» THE PROBLEM
With the line containing "box: [198, 152, 228, 371]" as the start and the line containing "positive clicks: (371, 409) (304, 517)" as the end, transcribe that span of the entries below exactly, including both.

*** THE INPUT ***

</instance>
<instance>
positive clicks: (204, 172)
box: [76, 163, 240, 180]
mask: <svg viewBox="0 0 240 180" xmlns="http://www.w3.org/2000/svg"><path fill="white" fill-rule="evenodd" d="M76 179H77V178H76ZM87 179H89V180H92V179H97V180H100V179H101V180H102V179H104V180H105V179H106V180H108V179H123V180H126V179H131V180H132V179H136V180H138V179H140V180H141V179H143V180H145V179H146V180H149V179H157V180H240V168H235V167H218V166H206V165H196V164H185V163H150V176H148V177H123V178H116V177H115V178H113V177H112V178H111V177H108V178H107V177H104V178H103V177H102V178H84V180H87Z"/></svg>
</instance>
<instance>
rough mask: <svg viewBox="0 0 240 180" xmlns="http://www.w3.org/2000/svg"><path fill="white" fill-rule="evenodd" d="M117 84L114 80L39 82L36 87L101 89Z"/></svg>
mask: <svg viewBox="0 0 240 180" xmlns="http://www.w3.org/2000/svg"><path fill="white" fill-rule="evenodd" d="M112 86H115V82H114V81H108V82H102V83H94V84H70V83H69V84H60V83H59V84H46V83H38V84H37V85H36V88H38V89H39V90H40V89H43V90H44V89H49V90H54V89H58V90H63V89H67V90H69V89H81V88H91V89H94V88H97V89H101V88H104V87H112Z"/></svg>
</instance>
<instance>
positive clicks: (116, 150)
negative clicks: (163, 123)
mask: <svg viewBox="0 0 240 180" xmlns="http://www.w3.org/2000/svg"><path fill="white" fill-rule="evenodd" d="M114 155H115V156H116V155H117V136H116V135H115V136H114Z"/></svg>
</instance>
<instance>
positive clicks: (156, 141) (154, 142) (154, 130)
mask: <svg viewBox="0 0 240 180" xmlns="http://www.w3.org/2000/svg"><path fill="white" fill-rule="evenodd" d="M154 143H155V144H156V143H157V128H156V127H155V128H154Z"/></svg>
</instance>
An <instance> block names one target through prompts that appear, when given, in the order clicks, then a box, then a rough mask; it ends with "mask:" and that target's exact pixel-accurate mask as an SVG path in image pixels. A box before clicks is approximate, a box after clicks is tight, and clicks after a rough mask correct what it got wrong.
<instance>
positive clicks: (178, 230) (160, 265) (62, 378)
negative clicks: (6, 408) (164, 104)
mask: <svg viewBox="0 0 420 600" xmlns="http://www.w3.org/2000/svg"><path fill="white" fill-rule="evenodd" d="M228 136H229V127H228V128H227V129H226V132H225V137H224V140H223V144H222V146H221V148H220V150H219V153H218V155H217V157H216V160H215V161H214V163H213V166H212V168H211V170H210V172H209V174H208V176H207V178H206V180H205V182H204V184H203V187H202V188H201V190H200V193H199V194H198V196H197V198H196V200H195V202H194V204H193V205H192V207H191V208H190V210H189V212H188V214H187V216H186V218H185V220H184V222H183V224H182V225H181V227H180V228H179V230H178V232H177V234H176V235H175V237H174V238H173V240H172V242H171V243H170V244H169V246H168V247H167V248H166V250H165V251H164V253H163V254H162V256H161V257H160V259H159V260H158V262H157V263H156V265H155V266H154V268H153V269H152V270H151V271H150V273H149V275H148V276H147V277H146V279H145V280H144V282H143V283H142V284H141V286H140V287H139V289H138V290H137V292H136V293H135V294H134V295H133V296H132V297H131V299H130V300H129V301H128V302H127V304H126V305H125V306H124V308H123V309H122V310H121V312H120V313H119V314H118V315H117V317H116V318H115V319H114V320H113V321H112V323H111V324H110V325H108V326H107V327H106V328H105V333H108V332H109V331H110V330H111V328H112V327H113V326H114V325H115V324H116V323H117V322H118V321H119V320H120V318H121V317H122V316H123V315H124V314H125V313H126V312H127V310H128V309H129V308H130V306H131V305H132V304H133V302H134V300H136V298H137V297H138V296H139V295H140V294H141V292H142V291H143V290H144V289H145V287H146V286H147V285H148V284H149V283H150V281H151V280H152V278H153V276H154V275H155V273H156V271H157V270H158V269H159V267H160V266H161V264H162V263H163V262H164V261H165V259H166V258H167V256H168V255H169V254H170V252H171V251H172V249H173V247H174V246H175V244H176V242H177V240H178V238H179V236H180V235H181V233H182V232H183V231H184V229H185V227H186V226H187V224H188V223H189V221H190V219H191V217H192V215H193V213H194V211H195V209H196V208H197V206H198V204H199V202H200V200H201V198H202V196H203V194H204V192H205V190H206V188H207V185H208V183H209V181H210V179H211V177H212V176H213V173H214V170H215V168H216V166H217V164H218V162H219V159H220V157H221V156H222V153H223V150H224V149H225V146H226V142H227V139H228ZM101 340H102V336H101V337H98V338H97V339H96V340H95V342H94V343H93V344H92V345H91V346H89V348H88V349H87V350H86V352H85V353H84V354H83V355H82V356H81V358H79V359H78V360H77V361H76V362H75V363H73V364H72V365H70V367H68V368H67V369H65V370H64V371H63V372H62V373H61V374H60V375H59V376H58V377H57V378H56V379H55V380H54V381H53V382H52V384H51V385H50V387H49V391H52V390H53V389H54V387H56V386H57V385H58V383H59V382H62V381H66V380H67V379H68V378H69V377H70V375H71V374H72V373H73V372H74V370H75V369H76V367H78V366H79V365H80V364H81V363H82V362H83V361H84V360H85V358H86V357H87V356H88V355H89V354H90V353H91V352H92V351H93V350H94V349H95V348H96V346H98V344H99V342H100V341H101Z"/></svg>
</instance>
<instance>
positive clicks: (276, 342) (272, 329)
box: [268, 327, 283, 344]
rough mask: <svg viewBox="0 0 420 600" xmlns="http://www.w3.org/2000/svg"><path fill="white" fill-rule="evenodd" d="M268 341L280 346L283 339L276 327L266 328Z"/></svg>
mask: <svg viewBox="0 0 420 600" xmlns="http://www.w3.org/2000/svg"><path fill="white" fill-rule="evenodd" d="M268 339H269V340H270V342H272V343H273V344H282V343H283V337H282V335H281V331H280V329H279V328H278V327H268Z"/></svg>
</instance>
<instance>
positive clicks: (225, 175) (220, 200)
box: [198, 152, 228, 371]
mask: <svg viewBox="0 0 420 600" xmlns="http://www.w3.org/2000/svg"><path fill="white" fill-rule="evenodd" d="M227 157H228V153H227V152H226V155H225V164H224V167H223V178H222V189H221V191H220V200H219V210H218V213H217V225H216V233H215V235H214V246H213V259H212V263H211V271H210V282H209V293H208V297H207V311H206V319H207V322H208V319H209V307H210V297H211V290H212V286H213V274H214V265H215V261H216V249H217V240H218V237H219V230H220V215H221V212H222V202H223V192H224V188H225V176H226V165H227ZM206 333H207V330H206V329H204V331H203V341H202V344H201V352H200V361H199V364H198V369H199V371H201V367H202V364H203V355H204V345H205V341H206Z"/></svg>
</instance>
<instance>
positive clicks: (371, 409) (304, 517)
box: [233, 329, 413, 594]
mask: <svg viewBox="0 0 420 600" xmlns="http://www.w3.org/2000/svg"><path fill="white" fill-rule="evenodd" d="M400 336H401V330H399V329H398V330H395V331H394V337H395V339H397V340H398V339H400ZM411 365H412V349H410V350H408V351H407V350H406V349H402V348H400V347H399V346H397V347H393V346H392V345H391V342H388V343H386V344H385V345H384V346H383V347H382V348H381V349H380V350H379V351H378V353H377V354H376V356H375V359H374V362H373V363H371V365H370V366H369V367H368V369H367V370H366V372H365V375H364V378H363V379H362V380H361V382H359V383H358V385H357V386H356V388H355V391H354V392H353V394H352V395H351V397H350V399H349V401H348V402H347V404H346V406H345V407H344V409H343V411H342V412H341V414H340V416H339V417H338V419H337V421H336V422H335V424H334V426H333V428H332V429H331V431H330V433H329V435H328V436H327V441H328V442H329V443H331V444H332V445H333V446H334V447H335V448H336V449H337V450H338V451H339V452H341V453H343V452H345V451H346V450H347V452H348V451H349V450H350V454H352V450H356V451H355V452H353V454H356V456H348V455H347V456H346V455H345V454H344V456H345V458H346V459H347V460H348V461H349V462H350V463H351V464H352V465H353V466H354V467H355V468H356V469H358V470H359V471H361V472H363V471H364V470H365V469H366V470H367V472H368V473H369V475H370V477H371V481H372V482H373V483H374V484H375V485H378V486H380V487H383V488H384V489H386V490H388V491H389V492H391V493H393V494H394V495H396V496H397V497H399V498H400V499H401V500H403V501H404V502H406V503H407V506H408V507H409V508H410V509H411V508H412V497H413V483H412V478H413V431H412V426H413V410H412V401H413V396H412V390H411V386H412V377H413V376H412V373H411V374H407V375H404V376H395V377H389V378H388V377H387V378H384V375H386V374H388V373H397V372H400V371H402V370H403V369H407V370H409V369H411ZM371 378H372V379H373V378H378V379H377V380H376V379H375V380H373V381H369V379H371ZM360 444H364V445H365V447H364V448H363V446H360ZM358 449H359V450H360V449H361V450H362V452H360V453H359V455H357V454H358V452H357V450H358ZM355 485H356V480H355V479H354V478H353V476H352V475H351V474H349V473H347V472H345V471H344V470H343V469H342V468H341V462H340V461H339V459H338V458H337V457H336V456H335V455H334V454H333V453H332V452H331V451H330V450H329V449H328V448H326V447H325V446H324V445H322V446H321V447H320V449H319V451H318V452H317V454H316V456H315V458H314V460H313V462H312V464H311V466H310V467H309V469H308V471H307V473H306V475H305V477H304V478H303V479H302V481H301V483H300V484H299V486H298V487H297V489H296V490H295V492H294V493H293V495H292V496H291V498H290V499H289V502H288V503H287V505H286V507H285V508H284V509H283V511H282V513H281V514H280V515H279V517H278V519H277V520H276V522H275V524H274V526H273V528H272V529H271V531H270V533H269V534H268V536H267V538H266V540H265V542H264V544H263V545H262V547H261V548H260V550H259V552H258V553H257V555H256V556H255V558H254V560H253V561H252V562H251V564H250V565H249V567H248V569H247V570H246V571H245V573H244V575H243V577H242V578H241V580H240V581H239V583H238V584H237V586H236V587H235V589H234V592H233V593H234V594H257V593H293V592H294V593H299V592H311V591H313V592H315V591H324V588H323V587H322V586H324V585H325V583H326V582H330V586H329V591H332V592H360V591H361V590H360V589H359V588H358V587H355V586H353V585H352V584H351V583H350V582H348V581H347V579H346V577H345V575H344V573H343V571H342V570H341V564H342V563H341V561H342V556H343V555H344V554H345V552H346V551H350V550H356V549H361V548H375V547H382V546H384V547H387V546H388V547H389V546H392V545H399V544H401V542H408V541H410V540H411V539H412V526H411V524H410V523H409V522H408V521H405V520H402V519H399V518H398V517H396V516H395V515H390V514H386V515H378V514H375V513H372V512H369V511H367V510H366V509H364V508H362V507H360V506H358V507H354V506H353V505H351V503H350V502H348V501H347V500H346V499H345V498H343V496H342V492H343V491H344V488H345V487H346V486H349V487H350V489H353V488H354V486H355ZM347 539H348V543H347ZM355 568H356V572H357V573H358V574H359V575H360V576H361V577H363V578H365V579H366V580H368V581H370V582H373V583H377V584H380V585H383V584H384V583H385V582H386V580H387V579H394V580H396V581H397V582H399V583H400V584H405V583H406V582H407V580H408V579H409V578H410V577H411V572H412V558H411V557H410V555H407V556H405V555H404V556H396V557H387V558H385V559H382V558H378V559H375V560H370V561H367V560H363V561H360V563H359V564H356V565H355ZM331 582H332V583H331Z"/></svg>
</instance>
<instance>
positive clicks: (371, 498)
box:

*** End of THE INPUT ***

» SOLUTION FOR THIS EXERCISE
box: [198, 152, 228, 371]
mask: <svg viewBox="0 0 420 600" xmlns="http://www.w3.org/2000/svg"><path fill="white" fill-rule="evenodd" d="M227 157H228V153H227V152H226V155H225V164H224V167H223V178H222V189H221V191H220V200H219V210H218V213H217V225H216V233H215V235H214V246H213V259H212V263H211V271H210V282H209V293H208V297H207V311H206V319H207V322H208V319H209V307H210V297H211V290H212V286H213V274H214V265H215V261H216V249H217V240H218V237H219V230H220V215H221V212H222V202H223V192H224V188H225V176H226V165H227ZM206 333H207V330H206V329H204V331H203V341H202V344H201V352H200V361H199V364H198V369H199V371H201V367H202V364H203V355H204V345H205V341H206Z"/></svg>
</instance>
<instance>
positive clicks: (371, 409) (304, 517)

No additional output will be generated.